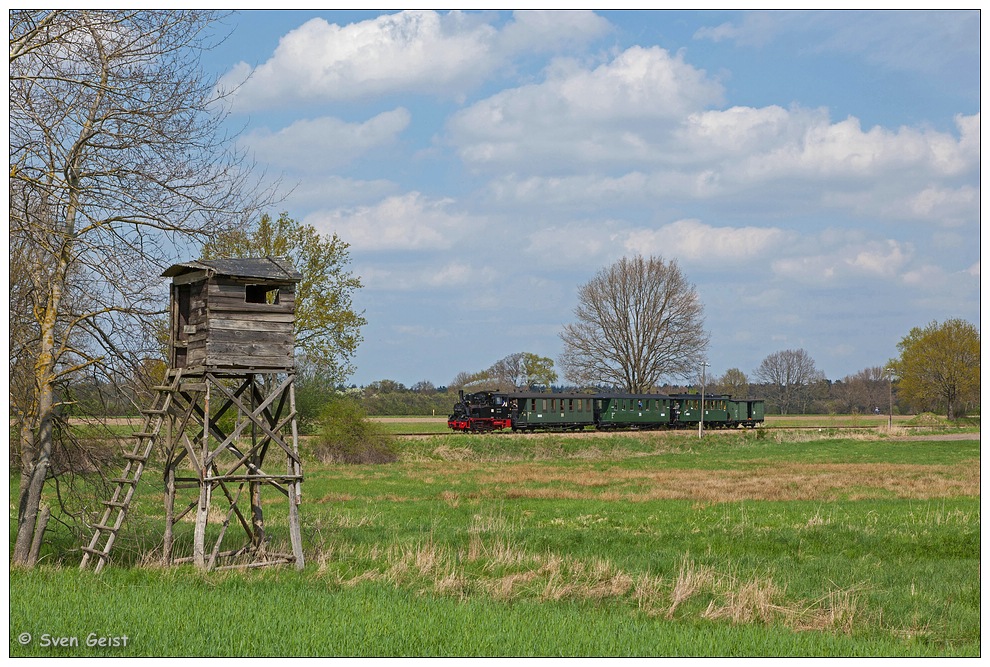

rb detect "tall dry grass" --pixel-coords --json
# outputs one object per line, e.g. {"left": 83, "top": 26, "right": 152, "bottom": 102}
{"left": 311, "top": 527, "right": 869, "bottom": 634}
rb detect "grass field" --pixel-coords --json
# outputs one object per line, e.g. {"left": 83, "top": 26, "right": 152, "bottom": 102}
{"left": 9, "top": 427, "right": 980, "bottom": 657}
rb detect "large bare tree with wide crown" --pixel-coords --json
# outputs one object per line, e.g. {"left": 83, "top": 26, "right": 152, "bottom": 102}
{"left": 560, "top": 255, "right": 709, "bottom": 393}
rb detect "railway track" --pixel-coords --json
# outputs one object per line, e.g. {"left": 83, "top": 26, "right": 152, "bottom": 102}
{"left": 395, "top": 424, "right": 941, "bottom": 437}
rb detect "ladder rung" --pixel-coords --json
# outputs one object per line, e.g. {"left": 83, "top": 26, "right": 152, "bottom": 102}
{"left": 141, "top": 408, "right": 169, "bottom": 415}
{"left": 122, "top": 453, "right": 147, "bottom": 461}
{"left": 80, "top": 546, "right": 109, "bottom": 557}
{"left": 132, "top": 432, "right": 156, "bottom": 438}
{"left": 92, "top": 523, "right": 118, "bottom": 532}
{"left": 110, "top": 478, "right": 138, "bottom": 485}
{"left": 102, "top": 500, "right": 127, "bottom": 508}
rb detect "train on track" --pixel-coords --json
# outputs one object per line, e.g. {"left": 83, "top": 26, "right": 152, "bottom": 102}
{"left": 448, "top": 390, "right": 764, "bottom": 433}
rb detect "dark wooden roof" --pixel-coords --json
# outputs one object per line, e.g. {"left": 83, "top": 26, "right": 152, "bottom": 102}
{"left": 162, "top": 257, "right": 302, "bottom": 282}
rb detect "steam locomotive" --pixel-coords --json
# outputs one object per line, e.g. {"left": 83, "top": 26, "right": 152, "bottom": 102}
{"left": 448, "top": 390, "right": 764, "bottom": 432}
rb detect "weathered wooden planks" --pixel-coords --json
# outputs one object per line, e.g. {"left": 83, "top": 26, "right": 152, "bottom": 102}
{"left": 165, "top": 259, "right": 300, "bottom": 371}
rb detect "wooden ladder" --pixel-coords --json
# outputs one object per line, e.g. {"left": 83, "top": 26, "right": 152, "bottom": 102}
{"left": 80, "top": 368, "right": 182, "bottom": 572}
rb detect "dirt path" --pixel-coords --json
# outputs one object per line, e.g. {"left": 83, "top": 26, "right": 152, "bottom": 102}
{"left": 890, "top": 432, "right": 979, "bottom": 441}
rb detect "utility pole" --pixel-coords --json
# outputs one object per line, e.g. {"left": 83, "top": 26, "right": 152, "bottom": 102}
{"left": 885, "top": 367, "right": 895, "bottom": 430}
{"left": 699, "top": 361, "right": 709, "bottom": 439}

# [The task]
Print the entries above word for word, without pictures.

# [Worked solution]
rb detect "tall dry grass" --pixel-coords --json
# outputs one object per line, e.g. {"left": 83, "top": 26, "right": 152, "bottom": 102}
{"left": 311, "top": 527, "right": 869, "bottom": 634}
rb detect "grass field" --pixel-coords --json
# outputs one object per line, e.g. {"left": 83, "top": 26, "right": 152, "bottom": 102}
{"left": 9, "top": 427, "right": 980, "bottom": 657}
rb detect "large bare tree with wide crown" --pixel-coords --json
# outputs one object per line, e.g. {"left": 83, "top": 26, "right": 152, "bottom": 102}
{"left": 560, "top": 255, "right": 709, "bottom": 393}
rb detect "railway track" --pixel-coords --json
# outputs one object per line, e.g. {"left": 83, "top": 26, "right": 152, "bottom": 102}
{"left": 395, "top": 424, "right": 941, "bottom": 437}
rb detect "ladder rung" --pixel-coords --json
# outputs one object per line, e.g. {"left": 83, "top": 26, "right": 152, "bottom": 102}
{"left": 141, "top": 408, "right": 169, "bottom": 415}
{"left": 122, "top": 453, "right": 147, "bottom": 461}
{"left": 80, "top": 546, "right": 109, "bottom": 557}
{"left": 132, "top": 432, "right": 156, "bottom": 438}
{"left": 92, "top": 523, "right": 118, "bottom": 532}
{"left": 110, "top": 478, "right": 138, "bottom": 485}
{"left": 102, "top": 500, "right": 127, "bottom": 508}
rb detect "train on track" --pixel-coords --json
# outputs one object per line, e.g. {"left": 83, "top": 26, "right": 152, "bottom": 102}
{"left": 448, "top": 390, "right": 764, "bottom": 433}
rb detect "dark wooden roof" --pixel-coords --json
# outputs one object per line, e.g. {"left": 83, "top": 26, "right": 152, "bottom": 102}
{"left": 162, "top": 257, "right": 302, "bottom": 282}
rb detect "steam locomotive" --pixel-coords --json
# outputs one object per line, e.g. {"left": 83, "top": 26, "right": 152, "bottom": 102}
{"left": 448, "top": 390, "right": 764, "bottom": 432}
rb detect "weathered wooden planks" --pixel-coords --json
# outputs one object per line, e.g. {"left": 83, "top": 26, "right": 152, "bottom": 102}
{"left": 165, "top": 259, "right": 300, "bottom": 371}
rb detect "wooden ladder" --pixel-coords --json
# outputs one object per line, e.g. {"left": 83, "top": 26, "right": 152, "bottom": 102}
{"left": 80, "top": 368, "right": 182, "bottom": 572}
rb detect "dirt path" --pixel-coords --json
# outputs one object per line, e.g. {"left": 83, "top": 26, "right": 152, "bottom": 102}
{"left": 890, "top": 432, "right": 979, "bottom": 441}
rb detect "utility pole" --pixel-coords --json
# outputs one object per line, e.g. {"left": 83, "top": 26, "right": 152, "bottom": 102}
{"left": 885, "top": 367, "right": 895, "bottom": 430}
{"left": 699, "top": 361, "right": 709, "bottom": 439}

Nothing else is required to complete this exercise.